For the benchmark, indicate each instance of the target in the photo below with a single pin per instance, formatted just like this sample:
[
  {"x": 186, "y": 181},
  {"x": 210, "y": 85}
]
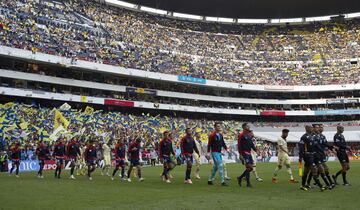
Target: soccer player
[
  {"x": 90, "y": 156},
  {"x": 59, "y": 154},
  {"x": 188, "y": 147},
  {"x": 307, "y": 146},
  {"x": 120, "y": 158},
  {"x": 283, "y": 157},
  {"x": 42, "y": 153},
  {"x": 15, "y": 154},
  {"x": 215, "y": 145},
  {"x": 340, "y": 146},
  {"x": 165, "y": 151},
  {"x": 254, "y": 157},
  {"x": 72, "y": 151},
  {"x": 320, "y": 155},
  {"x": 106, "y": 158},
  {"x": 197, "y": 157},
  {"x": 81, "y": 164},
  {"x": 134, "y": 151},
  {"x": 245, "y": 145},
  {"x": 325, "y": 147}
]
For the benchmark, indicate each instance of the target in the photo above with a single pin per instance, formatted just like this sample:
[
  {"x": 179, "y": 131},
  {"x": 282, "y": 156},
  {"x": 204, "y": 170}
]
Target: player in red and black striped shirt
[{"x": 188, "y": 146}]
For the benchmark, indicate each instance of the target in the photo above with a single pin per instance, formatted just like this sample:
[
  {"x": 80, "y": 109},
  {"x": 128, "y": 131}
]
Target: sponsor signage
[
  {"x": 272, "y": 113},
  {"x": 116, "y": 102},
  {"x": 140, "y": 90},
  {"x": 342, "y": 101},
  {"x": 33, "y": 165},
  {"x": 338, "y": 112},
  {"x": 191, "y": 79}
]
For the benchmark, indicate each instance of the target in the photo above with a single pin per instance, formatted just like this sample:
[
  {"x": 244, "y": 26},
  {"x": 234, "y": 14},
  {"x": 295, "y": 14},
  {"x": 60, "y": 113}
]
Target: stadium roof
[{"x": 255, "y": 8}]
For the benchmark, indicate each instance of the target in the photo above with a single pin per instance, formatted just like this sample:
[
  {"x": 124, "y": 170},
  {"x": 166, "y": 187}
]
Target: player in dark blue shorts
[
  {"x": 134, "y": 152},
  {"x": 341, "y": 148},
  {"x": 188, "y": 146},
  {"x": 120, "y": 158}
]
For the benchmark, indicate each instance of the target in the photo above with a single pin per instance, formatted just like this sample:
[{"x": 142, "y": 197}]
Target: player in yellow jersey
[{"x": 283, "y": 157}]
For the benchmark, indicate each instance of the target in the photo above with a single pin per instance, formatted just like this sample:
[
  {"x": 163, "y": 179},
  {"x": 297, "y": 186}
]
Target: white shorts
[
  {"x": 196, "y": 158},
  {"x": 254, "y": 156},
  {"x": 107, "y": 161},
  {"x": 283, "y": 160}
]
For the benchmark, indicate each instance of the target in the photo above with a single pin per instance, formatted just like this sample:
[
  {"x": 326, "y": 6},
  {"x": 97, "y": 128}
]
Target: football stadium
[{"x": 164, "y": 104}]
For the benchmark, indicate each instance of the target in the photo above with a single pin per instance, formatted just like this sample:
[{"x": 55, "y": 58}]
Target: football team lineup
[{"x": 313, "y": 148}]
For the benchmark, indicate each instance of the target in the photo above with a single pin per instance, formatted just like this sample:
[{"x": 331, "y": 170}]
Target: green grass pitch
[{"x": 29, "y": 192}]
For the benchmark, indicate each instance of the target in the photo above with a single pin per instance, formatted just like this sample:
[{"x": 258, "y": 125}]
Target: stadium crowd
[
  {"x": 272, "y": 55},
  {"x": 29, "y": 124}
]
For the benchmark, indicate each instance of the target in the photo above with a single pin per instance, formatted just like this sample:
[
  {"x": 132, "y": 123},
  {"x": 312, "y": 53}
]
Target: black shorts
[
  {"x": 309, "y": 160},
  {"x": 319, "y": 158},
  {"x": 189, "y": 158},
  {"x": 342, "y": 156},
  {"x": 120, "y": 162}
]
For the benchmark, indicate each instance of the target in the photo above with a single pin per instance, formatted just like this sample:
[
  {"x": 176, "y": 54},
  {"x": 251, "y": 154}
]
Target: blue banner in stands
[
  {"x": 191, "y": 79},
  {"x": 338, "y": 112}
]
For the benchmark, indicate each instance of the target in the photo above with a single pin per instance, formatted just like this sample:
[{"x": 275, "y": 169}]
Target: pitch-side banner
[{"x": 33, "y": 165}]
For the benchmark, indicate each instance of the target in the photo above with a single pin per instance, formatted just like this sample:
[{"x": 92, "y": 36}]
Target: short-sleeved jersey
[{"x": 283, "y": 144}]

_____

The records shown above are to be repeated exactly, with the pictures left out.

For the benchmark, indicate each instance of the target in the photo below with a single pin per instance, formatted just like this sample:
[
  {"x": 186, "y": 181},
  {"x": 210, "y": 85}
]
Target: soccer player
[
  {"x": 90, "y": 156},
  {"x": 59, "y": 154},
  {"x": 188, "y": 147},
  {"x": 307, "y": 146},
  {"x": 120, "y": 158},
  {"x": 283, "y": 157},
  {"x": 42, "y": 153},
  {"x": 15, "y": 154},
  {"x": 215, "y": 145},
  {"x": 340, "y": 146},
  {"x": 165, "y": 151},
  {"x": 254, "y": 157},
  {"x": 72, "y": 151},
  {"x": 320, "y": 155},
  {"x": 106, "y": 158},
  {"x": 197, "y": 157},
  {"x": 81, "y": 164},
  {"x": 134, "y": 151},
  {"x": 245, "y": 145},
  {"x": 325, "y": 147}
]
For the benchmark, indicate each instance of the target in the photo above with a single pin per instance, formatted just like this sample:
[
  {"x": 179, "y": 131},
  {"x": 282, "y": 156},
  {"x": 204, "y": 170}
]
Target: player in red and black striped shirt
[{"x": 188, "y": 146}]
For the benchmark, indicate each instance of the target in the photo above with a single pin per instance, formatted just like this sample:
[
  {"x": 80, "y": 109},
  {"x": 128, "y": 131}
]
Target: sponsor signage
[
  {"x": 272, "y": 113},
  {"x": 116, "y": 102},
  {"x": 140, "y": 90},
  {"x": 342, "y": 101},
  {"x": 33, "y": 165},
  {"x": 338, "y": 112},
  {"x": 191, "y": 79}
]
For the benchmark, indicate each instance of the target in the photo above with a single pin per instance, formatted just like this sample:
[
  {"x": 244, "y": 26},
  {"x": 234, "y": 14},
  {"x": 295, "y": 14},
  {"x": 60, "y": 113}
]
Target: stadium roof
[{"x": 255, "y": 8}]
For the benchmark, indicate each instance of the target in the photo above with a single pin per instance, formatted just like this sample:
[
  {"x": 124, "y": 170},
  {"x": 166, "y": 187}
]
Target: player in dark blue shorts
[
  {"x": 134, "y": 152},
  {"x": 341, "y": 148},
  {"x": 188, "y": 146},
  {"x": 120, "y": 158}
]
For the benchmark, indicate each instance of the target in the photo above with a single pin per instance, formatted just like this sample:
[{"x": 142, "y": 197}]
Target: player in yellow jersey
[{"x": 283, "y": 157}]
For the benchmark, indicate each instance of the target in the photo above with a single pin per instance, formatted just like this sample:
[
  {"x": 163, "y": 179},
  {"x": 297, "y": 186}
]
Target: white shorts
[
  {"x": 196, "y": 158},
  {"x": 254, "y": 156},
  {"x": 107, "y": 161},
  {"x": 283, "y": 160}
]
For the benchmark, indicate each instance of the target in the photo above with a single pin per instance, formatted just like this sample:
[
  {"x": 326, "y": 6},
  {"x": 97, "y": 128}
]
Target: football stadium
[{"x": 164, "y": 104}]
For the benchmark, indicate each instance of the target in the photo above with a single pin per instance, formatted just like this sample:
[{"x": 55, "y": 58}]
Target: football team lineup
[{"x": 313, "y": 148}]
For the benchmark, indicate each instance of the target in the photo above with a single pin per instance, formatted just like this sample:
[{"x": 331, "y": 170}]
Target: green grass pitch
[{"x": 29, "y": 192}]
For the benchmark, indicate each instance of the target in the photo above with a single pin per instance, formatted just like this sample:
[{"x": 258, "y": 125}]
Target: stadium crowd
[
  {"x": 272, "y": 55},
  {"x": 29, "y": 124}
]
For the benchmark, indicate each instance of the target in the photo above with a single pin per instance, formatted just like this sample:
[
  {"x": 132, "y": 123},
  {"x": 312, "y": 53}
]
Target: black shorts
[
  {"x": 309, "y": 160},
  {"x": 319, "y": 158},
  {"x": 189, "y": 158},
  {"x": 342, "y": 156},
  {"x": 120, "y": 162}
]
For the benchmark, indicate each instance of the target in the photo above with a single pin per instance, formatted just like this sample:
[
  {"x": 176, "y": 54},
  {"x": 251, "y": 154}
]
Target: blue banner in stands
[
  {"x": 191, "y": 79},
  {"x": 338, "y": 112}
]
For the benchmark, indicate each instance of the target in the photo above with a single pin per instance, formatted just like this sample:
[{"x": 275, "y": 169}]
Target: pitch-side banner
[{"x": 33, "y": 165}]
For the benchmark, indicate each instance of the target in the photo above with a single pin per instance, formatted just like this sample:
[{"x": 92, "y": 36}]
Target: short-sleeved jersey
[{"x": 283, "y": 144}]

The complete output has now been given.